INSTRUCTIONS TO FOLLOW — Copy out every line of the records below that contains the word "positive", treating uppercase and lowercase as different.

===== RECORDS SHOWN =====

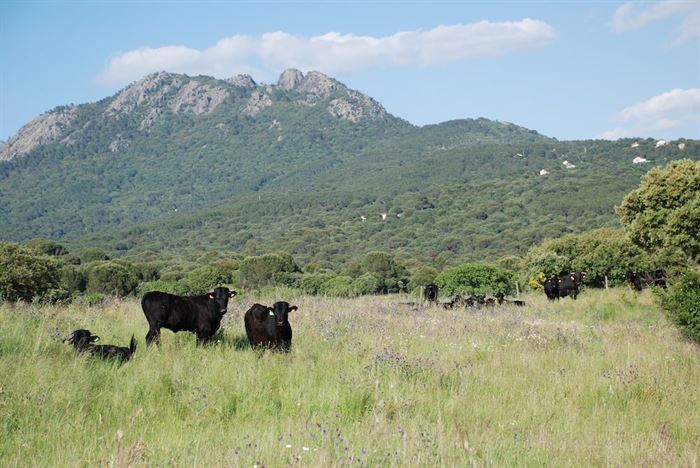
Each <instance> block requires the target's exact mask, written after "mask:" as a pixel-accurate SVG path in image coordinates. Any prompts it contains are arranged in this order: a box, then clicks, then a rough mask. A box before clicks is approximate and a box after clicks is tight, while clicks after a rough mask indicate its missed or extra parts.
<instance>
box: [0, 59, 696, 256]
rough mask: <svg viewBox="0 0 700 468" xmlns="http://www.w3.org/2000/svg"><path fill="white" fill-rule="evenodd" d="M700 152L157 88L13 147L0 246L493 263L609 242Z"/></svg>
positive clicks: (206, 91) (326, 103)
mask: <svg viewBox="0 0 700 468" xmlns="http://www.w3.org/2000/svg"><path fill="white" fill-rule="evenodd" d="M467 114H469V110H468V109H465V115H467ZM698 150H700V145H699V144H698V142H696V141H685V140H683V141H675V142H670V143H669V144H666V145H661V146H658V145H657V142H655V141H653V140H641V141H638V142H637V141H636V140H621V141H617V142H608V141H574V142H561V141H557V140H556V139H552V138H547V137H544V136H542V135H540V134H538V133H537V132H535V131H532V130H528V129H525V128H522V127H519V126H517V125H513V124H509V123H502V122H496V121H491V120H487V119H476V120H472V119H467V120H457V121H451V122H445V123H442V124H438V125H428V126H424V127H415V126H413V125H411V124H409V123H407V122H405V121H403V120H401V119H398V118H396V117H394V116H392V115H391V114H389V113H387V112H386V111H385V110H384V108H383V107H382V106H381V105H380V104H379V103H377V102H376V101H374V100H372V99H371V98H369V97H367V96H365V95H363V94H362V93H360V92H358V91H354V90H350V89H348V88H346V87H345V86H344V85H342V84H341V83H339V82H337V81H335V80H333V79H331V78H328V77H326V76H325V75H323V74H321V73H317V72H310V73H308V74H307V75H305V76H304V75H302V74H301V73H300V72H297V71H295V70H288V71H286V72H285V73H283V74H282V76H281V77H280V80H279V81H278V83H277V84H276V85H259V84H256V83H255V82H254V81H253V80H252V79H251V78H250V77H247V76H238V77H234V78H232V79H230V80H215V79H213V78H209V77H194V78H190V77H187V76H184V75H174V74H168V73H159V74H154V75H149V76H148V77H146V78H144V80H142V81H140V82H137V83H135V84H133V85H131V86H130V87H127V88H126V89H124V90H123V91H121V92H120V93H118V94H116V95H115V96H112V97H110V98H107V99H104V100H102V101H100V102H97V103H94V104H86V105H81V106H67V107H63V108H59V109H55V110H54V111H52V112H50V113H48V114H44V115H43V116H41V117H39V118H38V119H36V120H35V121H33V122H31V123H30V124H28V125H27V126H26V127H25V128H23V129H22V130H20V132H19V133H18V135H17V136H15V137H13V138H12V139H10V140H9V141H8V144H7V145H6V146H5V147H3V149H2V155H1V156H2V157H1V158H0V159H5V160H6V161H3V162H0V196H1V197H2V204H1V205H0V225H2V226H3V227H2V235H1V236H0V237H2V238H3V239H9V240H24V239H29V238H33V237H38V236H43V237H50V238H54V239H59V240H61V241H62V242H68V243H74V244H78V245H80V246H84V245H95V246H100V247H103V248H106V249H108V250H111V251H112V252H113V253H117V254H118V253H120V252H121V253H131V254H138V252H144V251H147V250H155V251H161V252H167V253H169V254H174V255H183V254H185V253H187V252H191V251H195V250H221V251H229V250H230V251H244V252H247V253H254V252H265V251H272V250H285V251H288V252H289V253H291V254H292V255H294V257H295V258H296V259H297V260H298V261H301V262H302V263H309V262H319V263H321V264H325V265H327V266H334V265H338V264H340V263H344V262H346V261H347V260H349V259H351V258H355V257H356V256H358V255H361V254H363V253H366V252H368V251H372V250H386V251H390V252H392V253H397V254H398V255H399V256H401V257H404V258H415V259H420V260H422V261H424V262H427V263H437V264H446V263H454V262H456V261H465V260H483V259H487V260H488V259H495V258H498V257H502V256H504V255H508V254H515V253H518V252H522V251H524V250H525V249H526V248H527V247H529V246H531V245H533V244H536V243H538V242H539V241H541V240H542V239H544V238H546V237H559V236H561V235H562V234H566V233H576V232H582V231H587V230H590V229H593V228H598V227H606V226H616V225H617V224H618V220H617V216H616V215H615V213H614V209H613V207H614V206H615V205H616V204H619V203H620V202H621V200H622V198H623V196H624V195H625V194H626V193H628V192H629V191H630V190H631V189H633V188H634V187H636V186H637V185H638V183H639V179H640V177H641V176H642V175H643V174H644V173H645V172H646V171H647V170H648V169H649V167H650V166H652V165H659V164H665V163H667V162H668V161H669V160H673V159H678V158H683V157H685V158H692V159H698V155H699V151H698ZM637 157H643V158H645V159H646V160H647V162H643V163H641V164H633V159H634V158H637ZM565 162H566V164H565ZM572 166H573V167H572ZM542 170H544V171H546V172H547V173H546V174H544V175H541V171H542ZM383 214H384V216H383ZM363 218H364V220H363Z"/></svg>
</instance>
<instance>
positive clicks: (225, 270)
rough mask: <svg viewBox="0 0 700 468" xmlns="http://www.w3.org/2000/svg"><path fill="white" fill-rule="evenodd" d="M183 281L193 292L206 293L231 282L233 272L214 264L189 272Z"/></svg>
mask: <svg viewBox="0 0 700 468" xmlns="http://www.w3.org/2000/svg"><path fill="white" fill-rule="evenodd" d="M183 282H184V284H185V285H186V286H187V289H188V290H189V291H190V293H191V294H204V293H207V292H210V291H211V290H213V289H214V288H215V287H217V286H223V285H224V284H228V283H230V282H231V272H230V271H227V270H224V269H221V268H217V267H214V266H202V267H199V268H195V269H194V270H192V271H191V272H189V273H188V274H187V276H185V279H184V281H183Z"/></svg>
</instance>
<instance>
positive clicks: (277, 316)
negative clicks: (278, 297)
mask: <svg viewBox="0 0 700 468" xmlns="http://www.w3.org/2000/svg"><path fill="white" fill-rule="evenodd" d="M293 310H297V306H290V305H289V303H288V302H283V301H279V302H275V303H274V304H272V307H268V306H264V305H262V304H253V306H252V307H251V308H250V309H248V311H247V312H246V313H245V316H244V317H243V320H244V322H245V332H246V335H248V341H249V342H250V346H251V347H253V348H255V347H258V346H260V347H263V348H269V349H281V350H282V351H284V352H289V349H290V348H291V347H292V326H291V325H290V324H289V320H288V314H289V312H291V311H293Z"/></svg>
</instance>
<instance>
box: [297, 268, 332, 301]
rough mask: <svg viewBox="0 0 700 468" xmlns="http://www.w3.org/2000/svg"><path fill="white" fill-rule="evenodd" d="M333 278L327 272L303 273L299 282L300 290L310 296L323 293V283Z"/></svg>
mask: <svg viewBox="0 0 700 468" xmlns="http://www.w3.org/2000/svg"><path fill="white" fill-rule="evenodd" d="M331 278H333V275H331V274H327V273H312V274H305V275H304V276H302V277H301V280H300V282H299V284H300V288H301V290H302V291H303V292H304V293H306V294H310V295H312V296H317V295H320V294H323V291H322V290H323V285H324V284H325V283H326V282H327V281H329V280H330V279H331Z"/></svg>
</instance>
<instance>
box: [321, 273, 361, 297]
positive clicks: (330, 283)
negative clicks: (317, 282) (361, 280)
mask: <svg viewBox="0 0 700 468" xmlns="http://www.w3.org/2000/svg"><path fill="white" fill-rule="evenodd" d="M319 293H320V294H322V295H326V296H337V297H353V296H356V295H357V293H356V292H355V289H354V288H353V279H352V278H350V277H349V276H334V277H332V278H330V279H328V280H326V281H325V282H324V283H323V285H321V290H320V291H319Z"/></svg>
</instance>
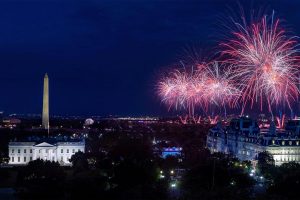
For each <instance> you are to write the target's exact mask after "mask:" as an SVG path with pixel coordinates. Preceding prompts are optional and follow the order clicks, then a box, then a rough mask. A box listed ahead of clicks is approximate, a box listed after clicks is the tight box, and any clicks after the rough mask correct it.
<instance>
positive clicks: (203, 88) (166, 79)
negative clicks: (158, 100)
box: [158, 62, 240, 118]
mask: <svg viewBox="0 0 300 200" xmlns="http://www.w3.org/2000/svg"><path fill="white" fill-rule="evenodd" d="M158 94H159V96H160V97H161V99H162V101H163V102H164V103H166V104H167V105H168V107H169V109H170V108H171V107H175V109H178V108H185V109H187V110H188V113H189V116H190V117H192V118H193V117H194V109H195V108H200V109H201V110H203V111H207V109H208V106H209V105H212V104H213V105H216V106H222V107H224V108H225V107H226V106H227V105H230V106H233V105H234V103H235V102H236V98H238V97H239V96H240V92H239V90H238V89H237V88H236V87H235V86H234V81H233V79H231V77H230V71H227V70H225V69H224V70H221V69H220V67H219V65H218V63H217V62H211V63H205V65H204V67H201V68H197V70H190V71H187V70H178V69H177V70H175V71H173V72H171V73H170V74H168V76H167V77H164V78H163V79H162V80H161V81H160V82H159V83H158Z"/></svg>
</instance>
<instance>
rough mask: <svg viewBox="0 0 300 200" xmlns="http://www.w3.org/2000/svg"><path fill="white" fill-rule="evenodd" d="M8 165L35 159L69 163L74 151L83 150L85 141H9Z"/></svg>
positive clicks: (78, 140) (62, 162)
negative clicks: (8, 155) (8, 157)
mask: <svg viewBox="0 0 300 200" xmlns="http://www.w3.org/2000/svg"><path fill="white" fill-rule="evenodd" d="M8 151H9V163H8V164H10V165H25V164H27V163H28V162H30V161H32V160H36V159H43V160H50V161H55V162H59V164H60V165H63V166H65V165H71V163H70V161H69V159H70V158H71V157H72V155H74V154H75V153H76V152H79V151H81V152H84V151H85V142H84V141H81V140H65V141H56V140H52V141H51V142H50V141H45V142H33V141H26V142H10V143H9V144H8Z"/></svg>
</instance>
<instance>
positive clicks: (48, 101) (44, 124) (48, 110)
mask: <svg viewBox="0 0 300 200" xmlns="http://www.w3.org/2000/svg"><path fill="white" fill-rule="evenodd" d="M42 118H43V124H42V127H43V128H44V129H49V79H48V75H47V73H46V74H45V76H44V92H43V114H42Z"/></svg>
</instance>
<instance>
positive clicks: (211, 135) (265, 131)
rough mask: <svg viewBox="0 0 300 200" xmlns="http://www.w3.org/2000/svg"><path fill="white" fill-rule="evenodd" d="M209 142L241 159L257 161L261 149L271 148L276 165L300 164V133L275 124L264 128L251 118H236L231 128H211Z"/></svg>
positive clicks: (208, 136) (209, 144) (208, 140)
mask: <svg viewBox="0 0 300 200" xmlns="http://www.w3.org/2000/svg"><path fill="white" fill-rule="evenodd" d="M288 128H289V127H287V129H288ZM206 144H207V148H208V149H209V150H210V151H211V152H223V153H225V154H232V155H234V156H235V157H237V158H238V159H240V160H250V161H255V160H256V159H257V156H258V154H259V153H260V152H263V151H267V152H269V153H270V154H271V155H272V156H273V158H274V161H275V165H281V164H283V163H287V162H292V161H293V162H297V163H300V137H299V133H298V132H292V131H288V130H276V128H275V127H273V128H272V127H270V129H265V130H260V129H259V128H258V126H257V124H256V123H255V122H254V121H253V120H251V119H247V118H240V119H234V120H233V121H232V122H231V124H230V125H229V126H228V127H222V126H221V125H220V124H219V125H217V126H215V127H214V128H212V129H210V131H209V133H208V135H207V143H206Z"/></svg>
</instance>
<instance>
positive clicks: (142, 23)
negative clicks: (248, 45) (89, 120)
mask: <svg viewBox="0 0 300 200" xmlns="http://www.w3.org/2000/svg"><path fill="white" fill-rule="evenodd" d="M252 2H254V4H256V5H260V4H261V5H263V6H267V7H268V8H270V9H275V11H276V13H277V16H279V17H280V18H283V19H285V20H286V21H287V24H288V25H289V26H290V27H291V29H292V30H293V32H294V33H295V34H296V35H300V20H299V18H300V13H299V10H300V1H294V0H291V1H287V0H282V1H252ZM240 3H241V4H242V5H243V6H244V9H245V10H246V9H247V8H249V9H250V6H249V5H250V4H249V3H246V1H245V2H244V1H240ZM233 4H236V1H228V0H227V1H225V0H223V1H222V0H198V1H196V0H194V1H192V0H161V1H158V0H131V1H125V0H123V1H116V0H94V1H90V0H84V1H78V0H70V1H69V0H36V1H25V0H19V1H15V0H1V1H0V67H1V73H0V88H1V97H0V110H3V111H5V112H6V113H37V114H38V113H40V112H41V109H42V82H43V76H44V73H46V72H47V73H48V74H49V78H50V112H51V113H50V114H62V115H109V114H112V115H122V116H127V115H134V116H140V115H161V114H166V113H167V109H166V108H165V106H163V105H162V104H161V103H160V101H159V100H158V99H157V97H156V96H155V91H154V89H153V88H154V84H155V81H156V79H157V77H158V74H159V73H160V71H161V70H162V69H164V67H166V66H168V65H169V64H170V63H172V62H175V61H176V60H177V59H178V57H179V55H181V54H182V52H183V50H184V48H186V47H187V46H189V45H191V46H197V47H198V46H200V47H201V48H212V47H214V46H216V44H217V39H216V38H217V37H215V36H216V35H218V33H219V32H220V31H219V30H218V26H217V23H218V21H217V19H218V18H219V17H220V16H221V15H223V14H224V12H225V11H226V8H227V7H228V6H229V7H231V6H232V5H233ZM254 7H255V6H254Z"/></svg>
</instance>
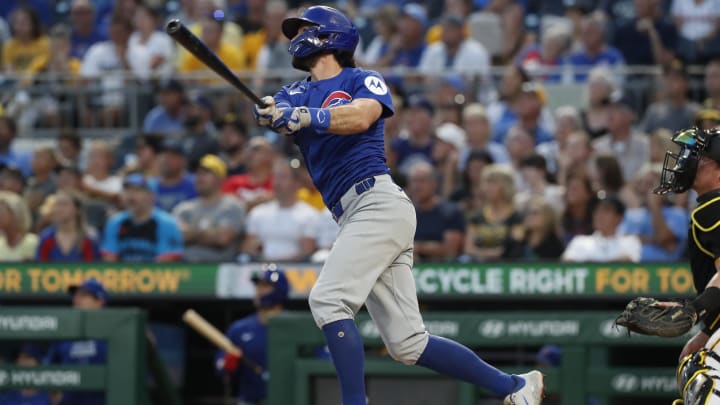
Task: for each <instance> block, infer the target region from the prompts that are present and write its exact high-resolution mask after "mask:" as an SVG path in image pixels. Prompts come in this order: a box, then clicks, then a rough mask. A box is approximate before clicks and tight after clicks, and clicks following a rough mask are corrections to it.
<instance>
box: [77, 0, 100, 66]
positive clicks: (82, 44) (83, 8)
mask: <svg viewBox="0 0 720 405" xmlns="http://www.w3.org/2000/svg"><path fill="white" fill-rule="evenodd" d="M95 17H96V16H95V6H94V5H93V2H92V1H90V0H73V2H72V5H71V6H70V27H71V31H72V34H71V36H70V41H71V44H72V48H71V50H70V56H72V57H74V58H78V59H83V58H84V57H85V53H86V52H87V50H88V49H90V47H91V46H93V45H95V44H96V43H99V42H102V41H105V40H107V36H106V35H105V34H103V33H102V32H101V31H100V30H98V28H97V24H96V22H95Z"/></svg>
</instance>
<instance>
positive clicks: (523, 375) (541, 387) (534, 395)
mask: <svg viewBox="0 0 720 405" xmlns="http://www.w3.org/2000/svg"><path fill="white" fill-rule="evenodd" d="M518 377H522V378H523V379H524V380H525V385H523V387H522V388H520V389H519V390H517V391H516V392H513V393H512V394H509V395H508V396H506V397H505V401H503V404H504V405H540V402H542V399H543V397H544V392H545V384H544V383H543V378H544V376H543V374H542V373H541V372H539V371H537V370H533V371H531V372H529V373H526V374H520V375H518Z"/></svg>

=====

WORKED SOLUTION —
positive clicks: (206, 91) (326, 103)
positive clicks: (225, 270)
positive clicks: (277, 316)
positive clicks: (330, 283)
positive clicks: (203, 88) (166, 79)
positive clicks: (78, 140) (62, 162)
positive clicks: (48, 101) (44, 124) (48, 110)
positive clicks: (211, 135) (265, 131)
positive clicks: (208, 136) (209, 144) (208, 140)
positive clicks: (142, 23)
positive clicks: (82, 44) (83, 8)
positive clicks: (523, 375) (541, 387) (534, 395)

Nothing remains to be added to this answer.